● **DIRECTIVES**:
(1) Answer these about the Sundown ski thread:
(a) What high temperature does the forecast in Greg's Dec 23 post call for?
(b) What midday time window does Greg suggest in his Dec 24 post?
(c) What price does awf170 give for skiing at Wildcat?
(2) Carry the Sundown ski thread forward by writing the post that follows its final heading.

● **SOURCE DOCUMENT**:
============================================================
# Sundown - 12/28



## Greg (Dec 23, 2008)

I'm going to try to make Saturday my next outing. Forecast now calls for mix/rain and a high of 45. Will likely shoot for an afternoon session to score some spring bumps.


----------



## Madroch (Dec 24, 2008)

Domestic duties permitting, plan on trying to get there Fri. and Sat.  Maybe Fri. with the kids and Sat for bumps only.


----------



## Greg (Dec 24, 2008)

Oops. Saturday is going to be tight. Might try for a midday session like 10-2 or something.


----------



## Greg (Dec 25, 2008)

Thinking about bumping this to Sunday morning. Warm temps and the bumps should be great.


----------



## awf170 (Dec 25, 2008)

Hmm... with up north probably freezing up Saturday night this might not be a bad idea.




Anyone have a comp ticket or something?  Because honestly there is no way I'm paying $50 to ski in CT when I can go to Wildcat for $29.  Sorry to be so upfront, but it has to be cheap for me to make a drive this long.


----------



## powhunter (Dec 25, 2008)
============================================================
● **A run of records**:

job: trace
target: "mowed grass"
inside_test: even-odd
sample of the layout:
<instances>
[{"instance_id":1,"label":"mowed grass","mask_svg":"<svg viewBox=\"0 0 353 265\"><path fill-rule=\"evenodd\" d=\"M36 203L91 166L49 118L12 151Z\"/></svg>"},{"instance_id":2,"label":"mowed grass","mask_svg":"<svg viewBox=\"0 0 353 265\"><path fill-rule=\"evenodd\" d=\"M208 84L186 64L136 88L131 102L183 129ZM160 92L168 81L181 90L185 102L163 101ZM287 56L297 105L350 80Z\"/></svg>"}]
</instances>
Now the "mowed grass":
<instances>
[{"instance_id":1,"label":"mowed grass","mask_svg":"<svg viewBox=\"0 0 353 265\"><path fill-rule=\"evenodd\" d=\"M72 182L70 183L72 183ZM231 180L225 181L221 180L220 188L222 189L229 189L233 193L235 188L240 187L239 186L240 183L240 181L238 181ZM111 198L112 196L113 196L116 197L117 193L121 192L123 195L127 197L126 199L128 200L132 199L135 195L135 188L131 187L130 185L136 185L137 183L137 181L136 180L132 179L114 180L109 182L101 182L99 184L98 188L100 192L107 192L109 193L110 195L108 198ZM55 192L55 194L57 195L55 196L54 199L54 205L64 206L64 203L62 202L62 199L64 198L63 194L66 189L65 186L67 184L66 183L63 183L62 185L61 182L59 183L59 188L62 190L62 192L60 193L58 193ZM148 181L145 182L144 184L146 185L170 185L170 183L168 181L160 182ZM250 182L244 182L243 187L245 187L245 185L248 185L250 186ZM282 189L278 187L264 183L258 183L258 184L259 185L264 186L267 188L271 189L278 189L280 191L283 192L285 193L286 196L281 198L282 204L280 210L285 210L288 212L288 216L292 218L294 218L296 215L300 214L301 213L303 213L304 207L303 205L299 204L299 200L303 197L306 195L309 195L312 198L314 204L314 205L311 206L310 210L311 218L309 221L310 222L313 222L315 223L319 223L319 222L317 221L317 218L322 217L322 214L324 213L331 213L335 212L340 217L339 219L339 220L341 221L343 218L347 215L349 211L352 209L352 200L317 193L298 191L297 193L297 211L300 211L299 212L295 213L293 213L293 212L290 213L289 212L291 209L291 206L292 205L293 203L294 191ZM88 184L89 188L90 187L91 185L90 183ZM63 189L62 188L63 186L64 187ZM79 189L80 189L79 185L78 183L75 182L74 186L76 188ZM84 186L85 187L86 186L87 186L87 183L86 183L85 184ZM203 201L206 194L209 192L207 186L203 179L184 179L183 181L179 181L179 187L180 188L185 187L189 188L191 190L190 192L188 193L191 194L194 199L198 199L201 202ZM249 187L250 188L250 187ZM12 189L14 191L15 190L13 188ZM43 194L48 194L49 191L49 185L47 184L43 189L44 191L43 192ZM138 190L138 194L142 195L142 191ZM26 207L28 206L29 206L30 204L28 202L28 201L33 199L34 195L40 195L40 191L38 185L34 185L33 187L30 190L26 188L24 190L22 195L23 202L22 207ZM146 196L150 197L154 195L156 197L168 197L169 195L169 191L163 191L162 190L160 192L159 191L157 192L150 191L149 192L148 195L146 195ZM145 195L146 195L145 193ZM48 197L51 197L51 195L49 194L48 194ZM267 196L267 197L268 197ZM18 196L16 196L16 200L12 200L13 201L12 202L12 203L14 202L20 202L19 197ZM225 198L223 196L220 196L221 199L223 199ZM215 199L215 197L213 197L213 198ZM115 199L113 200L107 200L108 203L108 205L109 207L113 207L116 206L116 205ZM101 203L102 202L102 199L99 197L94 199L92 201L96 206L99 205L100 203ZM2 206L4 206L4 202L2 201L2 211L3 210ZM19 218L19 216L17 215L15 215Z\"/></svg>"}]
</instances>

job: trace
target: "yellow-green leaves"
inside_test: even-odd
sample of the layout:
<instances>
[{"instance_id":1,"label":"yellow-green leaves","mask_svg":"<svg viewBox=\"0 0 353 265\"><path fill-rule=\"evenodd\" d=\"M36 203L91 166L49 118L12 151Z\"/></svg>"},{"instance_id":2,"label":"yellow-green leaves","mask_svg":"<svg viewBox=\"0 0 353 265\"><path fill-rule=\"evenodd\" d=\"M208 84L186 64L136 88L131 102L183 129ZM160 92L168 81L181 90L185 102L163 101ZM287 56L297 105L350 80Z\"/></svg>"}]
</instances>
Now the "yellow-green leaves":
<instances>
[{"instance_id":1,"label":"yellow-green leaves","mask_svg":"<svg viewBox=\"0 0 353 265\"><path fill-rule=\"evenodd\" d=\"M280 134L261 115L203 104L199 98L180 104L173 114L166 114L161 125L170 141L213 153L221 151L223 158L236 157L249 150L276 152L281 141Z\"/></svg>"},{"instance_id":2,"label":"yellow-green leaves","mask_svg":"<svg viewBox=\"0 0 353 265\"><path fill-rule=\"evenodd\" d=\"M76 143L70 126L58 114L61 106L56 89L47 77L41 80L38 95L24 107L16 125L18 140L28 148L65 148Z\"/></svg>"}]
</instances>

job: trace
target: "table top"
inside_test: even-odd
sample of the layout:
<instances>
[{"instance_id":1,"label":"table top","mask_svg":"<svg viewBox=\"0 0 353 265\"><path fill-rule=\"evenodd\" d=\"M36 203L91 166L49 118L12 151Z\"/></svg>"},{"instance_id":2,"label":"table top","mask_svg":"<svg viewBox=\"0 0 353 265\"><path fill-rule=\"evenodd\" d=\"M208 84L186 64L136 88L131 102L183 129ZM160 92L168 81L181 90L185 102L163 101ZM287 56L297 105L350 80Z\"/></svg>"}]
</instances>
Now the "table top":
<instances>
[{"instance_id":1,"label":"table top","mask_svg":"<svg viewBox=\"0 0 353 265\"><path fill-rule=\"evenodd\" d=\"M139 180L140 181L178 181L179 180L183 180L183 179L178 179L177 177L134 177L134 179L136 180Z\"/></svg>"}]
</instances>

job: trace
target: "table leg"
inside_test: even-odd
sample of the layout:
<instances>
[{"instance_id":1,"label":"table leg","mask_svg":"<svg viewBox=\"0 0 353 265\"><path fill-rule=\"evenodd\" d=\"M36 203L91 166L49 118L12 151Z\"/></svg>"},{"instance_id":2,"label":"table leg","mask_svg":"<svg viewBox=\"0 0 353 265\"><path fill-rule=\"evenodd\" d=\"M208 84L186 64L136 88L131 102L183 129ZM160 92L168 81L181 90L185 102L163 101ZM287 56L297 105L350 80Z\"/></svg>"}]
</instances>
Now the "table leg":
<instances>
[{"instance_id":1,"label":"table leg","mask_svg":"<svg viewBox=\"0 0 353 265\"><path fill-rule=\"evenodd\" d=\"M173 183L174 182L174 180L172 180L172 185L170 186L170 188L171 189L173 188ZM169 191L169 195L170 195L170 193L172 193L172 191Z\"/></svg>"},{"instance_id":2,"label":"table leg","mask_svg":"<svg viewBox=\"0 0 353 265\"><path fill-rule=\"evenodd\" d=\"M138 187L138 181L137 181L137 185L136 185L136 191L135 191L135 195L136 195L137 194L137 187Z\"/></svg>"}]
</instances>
============================================================
● **THE ANSWERS**:
(1)
(a) 45
(b) 10-2
(c) $29

(2)
Ill kick in 10 bucks if ya come down (merry xmas brah)

steveo


----------



## powhunter (Dec 25, 2008)

Greg said:


> Thinking about bumping this to Sunday morning. Warm temps and the bumps should be great.



yea spring bumps..im down for it


----------



## MR. evil (Dec 25, 2008)

I think I can swing Sunday morning. I will ask Marge if she is game.


----------



## Grassi21 (Dec 25, 2008)

i think sat. morning is likely for me.  sunday morning might be a possibility too.


----------



## MR. evil (Dec 25, 2008)

I was hoping to get up to VT for a day this weekend, but I am not sure its worth it considering all the rain. So I may try to get in a couple of days at SD. In addition to Sunday I may try for either Friday night or Sat.


----------



## Madroch (Dec 25, 2008)

Looking either at Fri, or one of the weekend days.  Weather will probably dictate.


----------



## powhunter (Dec 26, 2008)

Sunday High of 58....chance of showers!!!!   Looks like spring radicalness!!

steveo


----------



## Greg (Dec 26, 2008)

If Sunday, I can only do 8-11. If tomorrow, I can probably ski longer. BTW, they made snow on Temptor last night!


----------



## MR. evil (Dec 26, 2008)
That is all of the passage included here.